---------- Source data

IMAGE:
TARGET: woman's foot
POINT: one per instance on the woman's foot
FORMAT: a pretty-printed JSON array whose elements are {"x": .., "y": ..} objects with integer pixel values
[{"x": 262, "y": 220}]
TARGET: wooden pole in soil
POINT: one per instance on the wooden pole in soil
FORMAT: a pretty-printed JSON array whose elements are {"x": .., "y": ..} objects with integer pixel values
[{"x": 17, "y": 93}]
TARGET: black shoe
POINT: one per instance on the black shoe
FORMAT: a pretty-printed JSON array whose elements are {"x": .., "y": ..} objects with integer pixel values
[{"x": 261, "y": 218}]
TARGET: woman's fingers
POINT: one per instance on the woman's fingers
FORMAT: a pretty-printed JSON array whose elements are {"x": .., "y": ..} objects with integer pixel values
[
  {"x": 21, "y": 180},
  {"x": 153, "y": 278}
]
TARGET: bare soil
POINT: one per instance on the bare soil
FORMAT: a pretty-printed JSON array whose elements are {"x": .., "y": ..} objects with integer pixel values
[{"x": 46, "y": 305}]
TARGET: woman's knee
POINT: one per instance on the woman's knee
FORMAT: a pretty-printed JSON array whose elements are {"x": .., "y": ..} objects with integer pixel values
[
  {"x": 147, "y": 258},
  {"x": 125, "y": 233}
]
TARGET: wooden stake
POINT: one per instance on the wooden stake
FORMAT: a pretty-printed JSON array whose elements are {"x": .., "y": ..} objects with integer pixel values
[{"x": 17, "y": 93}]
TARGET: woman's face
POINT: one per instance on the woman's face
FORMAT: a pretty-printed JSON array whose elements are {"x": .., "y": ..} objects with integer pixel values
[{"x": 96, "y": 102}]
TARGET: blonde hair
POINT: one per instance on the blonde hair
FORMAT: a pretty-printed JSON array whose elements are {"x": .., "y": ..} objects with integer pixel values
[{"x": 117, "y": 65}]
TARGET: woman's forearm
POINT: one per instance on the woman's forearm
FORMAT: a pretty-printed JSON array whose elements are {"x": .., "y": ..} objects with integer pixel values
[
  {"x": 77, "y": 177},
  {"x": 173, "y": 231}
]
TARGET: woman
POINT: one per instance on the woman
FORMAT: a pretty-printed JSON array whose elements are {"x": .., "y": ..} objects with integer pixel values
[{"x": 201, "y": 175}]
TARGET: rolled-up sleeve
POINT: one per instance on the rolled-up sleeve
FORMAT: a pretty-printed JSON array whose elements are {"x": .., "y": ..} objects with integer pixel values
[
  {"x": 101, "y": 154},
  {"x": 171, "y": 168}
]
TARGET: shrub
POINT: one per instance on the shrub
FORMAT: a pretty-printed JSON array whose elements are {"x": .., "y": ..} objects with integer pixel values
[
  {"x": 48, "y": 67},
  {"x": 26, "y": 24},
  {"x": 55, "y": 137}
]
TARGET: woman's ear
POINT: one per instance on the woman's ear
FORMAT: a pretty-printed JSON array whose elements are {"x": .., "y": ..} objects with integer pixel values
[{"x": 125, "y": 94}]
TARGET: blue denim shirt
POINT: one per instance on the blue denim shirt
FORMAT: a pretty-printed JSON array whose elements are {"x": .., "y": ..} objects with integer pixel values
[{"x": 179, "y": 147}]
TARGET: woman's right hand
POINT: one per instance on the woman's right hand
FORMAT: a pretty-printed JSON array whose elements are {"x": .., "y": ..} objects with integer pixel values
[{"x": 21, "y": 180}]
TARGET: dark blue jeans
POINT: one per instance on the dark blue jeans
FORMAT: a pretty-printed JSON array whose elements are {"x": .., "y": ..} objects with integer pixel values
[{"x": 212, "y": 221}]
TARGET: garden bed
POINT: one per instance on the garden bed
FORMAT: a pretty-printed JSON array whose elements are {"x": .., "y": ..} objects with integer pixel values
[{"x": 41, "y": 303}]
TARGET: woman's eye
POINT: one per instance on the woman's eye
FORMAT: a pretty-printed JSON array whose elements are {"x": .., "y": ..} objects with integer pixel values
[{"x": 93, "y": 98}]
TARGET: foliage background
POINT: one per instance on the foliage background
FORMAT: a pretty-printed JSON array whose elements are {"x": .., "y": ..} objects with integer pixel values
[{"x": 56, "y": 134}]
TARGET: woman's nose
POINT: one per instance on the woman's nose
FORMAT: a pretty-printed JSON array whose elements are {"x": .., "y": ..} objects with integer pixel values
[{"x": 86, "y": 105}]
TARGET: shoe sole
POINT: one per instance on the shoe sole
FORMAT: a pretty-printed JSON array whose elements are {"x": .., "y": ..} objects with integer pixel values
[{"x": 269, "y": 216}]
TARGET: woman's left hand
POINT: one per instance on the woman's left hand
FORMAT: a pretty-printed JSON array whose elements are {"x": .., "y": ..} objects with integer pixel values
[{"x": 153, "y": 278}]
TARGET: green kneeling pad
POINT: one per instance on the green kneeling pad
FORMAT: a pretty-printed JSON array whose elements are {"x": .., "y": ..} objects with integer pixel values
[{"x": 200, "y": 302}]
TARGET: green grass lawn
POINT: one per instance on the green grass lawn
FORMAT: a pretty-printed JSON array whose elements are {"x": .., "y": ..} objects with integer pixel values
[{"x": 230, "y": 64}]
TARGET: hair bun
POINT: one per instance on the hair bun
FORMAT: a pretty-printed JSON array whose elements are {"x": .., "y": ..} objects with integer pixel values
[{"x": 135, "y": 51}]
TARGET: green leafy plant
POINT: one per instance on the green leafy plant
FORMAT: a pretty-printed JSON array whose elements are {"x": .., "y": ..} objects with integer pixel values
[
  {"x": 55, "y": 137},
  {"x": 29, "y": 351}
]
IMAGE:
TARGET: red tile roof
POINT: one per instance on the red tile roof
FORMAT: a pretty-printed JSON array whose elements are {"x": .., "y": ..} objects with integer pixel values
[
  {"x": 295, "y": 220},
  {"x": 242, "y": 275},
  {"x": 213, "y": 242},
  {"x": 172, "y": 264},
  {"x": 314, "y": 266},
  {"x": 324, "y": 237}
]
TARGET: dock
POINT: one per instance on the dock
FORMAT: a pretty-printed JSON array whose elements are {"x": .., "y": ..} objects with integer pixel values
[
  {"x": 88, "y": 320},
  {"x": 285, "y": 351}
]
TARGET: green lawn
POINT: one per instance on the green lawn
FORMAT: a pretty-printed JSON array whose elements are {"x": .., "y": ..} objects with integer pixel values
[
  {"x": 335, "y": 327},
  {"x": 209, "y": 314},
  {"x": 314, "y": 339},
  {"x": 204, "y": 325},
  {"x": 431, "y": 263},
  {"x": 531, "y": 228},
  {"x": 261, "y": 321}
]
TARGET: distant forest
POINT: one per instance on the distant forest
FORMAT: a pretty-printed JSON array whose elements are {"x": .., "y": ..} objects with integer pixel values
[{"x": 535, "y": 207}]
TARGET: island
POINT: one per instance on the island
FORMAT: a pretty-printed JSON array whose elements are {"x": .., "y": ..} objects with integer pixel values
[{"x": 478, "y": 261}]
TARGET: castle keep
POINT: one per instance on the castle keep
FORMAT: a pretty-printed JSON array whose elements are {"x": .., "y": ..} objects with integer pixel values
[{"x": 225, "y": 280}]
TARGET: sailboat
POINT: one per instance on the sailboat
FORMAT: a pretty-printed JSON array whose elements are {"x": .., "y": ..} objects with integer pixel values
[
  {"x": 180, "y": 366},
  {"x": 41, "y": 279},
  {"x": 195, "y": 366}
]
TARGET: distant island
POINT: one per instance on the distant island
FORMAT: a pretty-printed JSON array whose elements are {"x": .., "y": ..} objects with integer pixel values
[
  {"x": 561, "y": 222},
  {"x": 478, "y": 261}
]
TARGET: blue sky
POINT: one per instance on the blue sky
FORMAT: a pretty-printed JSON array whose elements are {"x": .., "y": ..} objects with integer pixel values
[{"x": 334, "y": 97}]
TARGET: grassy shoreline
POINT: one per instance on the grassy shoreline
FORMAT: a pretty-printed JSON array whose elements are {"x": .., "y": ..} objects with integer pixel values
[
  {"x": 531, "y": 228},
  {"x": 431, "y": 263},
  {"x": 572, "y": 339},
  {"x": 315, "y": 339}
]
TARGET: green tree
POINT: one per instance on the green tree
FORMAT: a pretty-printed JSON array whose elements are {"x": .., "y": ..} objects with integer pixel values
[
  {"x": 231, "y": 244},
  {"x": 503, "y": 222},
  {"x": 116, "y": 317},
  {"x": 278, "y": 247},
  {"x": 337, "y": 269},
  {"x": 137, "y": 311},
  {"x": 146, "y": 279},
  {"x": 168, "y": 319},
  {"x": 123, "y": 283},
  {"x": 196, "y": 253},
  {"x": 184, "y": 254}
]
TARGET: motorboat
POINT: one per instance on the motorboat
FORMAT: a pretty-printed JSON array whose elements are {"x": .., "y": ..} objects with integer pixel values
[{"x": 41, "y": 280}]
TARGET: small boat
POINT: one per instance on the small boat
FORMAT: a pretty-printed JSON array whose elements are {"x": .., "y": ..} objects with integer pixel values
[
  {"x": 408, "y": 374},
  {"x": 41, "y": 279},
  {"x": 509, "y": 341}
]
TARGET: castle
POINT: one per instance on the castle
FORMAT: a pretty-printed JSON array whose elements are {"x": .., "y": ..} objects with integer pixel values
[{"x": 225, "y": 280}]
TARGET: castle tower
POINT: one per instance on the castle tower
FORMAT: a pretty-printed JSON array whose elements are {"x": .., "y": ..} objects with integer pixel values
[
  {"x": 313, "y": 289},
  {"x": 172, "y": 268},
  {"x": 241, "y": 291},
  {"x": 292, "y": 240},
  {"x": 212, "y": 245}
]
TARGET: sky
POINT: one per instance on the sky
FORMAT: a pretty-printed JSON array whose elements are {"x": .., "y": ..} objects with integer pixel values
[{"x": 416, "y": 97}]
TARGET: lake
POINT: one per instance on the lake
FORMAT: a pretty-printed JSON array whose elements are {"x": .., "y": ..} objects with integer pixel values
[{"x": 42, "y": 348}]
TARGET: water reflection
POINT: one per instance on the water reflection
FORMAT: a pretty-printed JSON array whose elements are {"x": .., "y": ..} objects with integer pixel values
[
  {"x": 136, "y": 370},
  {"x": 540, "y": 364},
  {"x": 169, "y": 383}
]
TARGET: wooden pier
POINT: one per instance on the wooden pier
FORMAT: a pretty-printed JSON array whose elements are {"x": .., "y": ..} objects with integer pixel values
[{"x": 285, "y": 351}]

--------------------

### Exercise instructions
Taking the entries above, write out exactly the lines starting with the line containing "POINT: one per instance on the woman's eye" and going on through the line containing "POINT: one per instance on the foliage", both included, and nothing else.

### Task response
POINT: one per instance on the woman's eye
FORMAT: a pretty-printed JSON array whose elements are {"x": .., "y": ..} objects with integer pixel values
[{"x": 93, "y": 98}]
TARGET: foliage background
POINT: one per instance on the foliage background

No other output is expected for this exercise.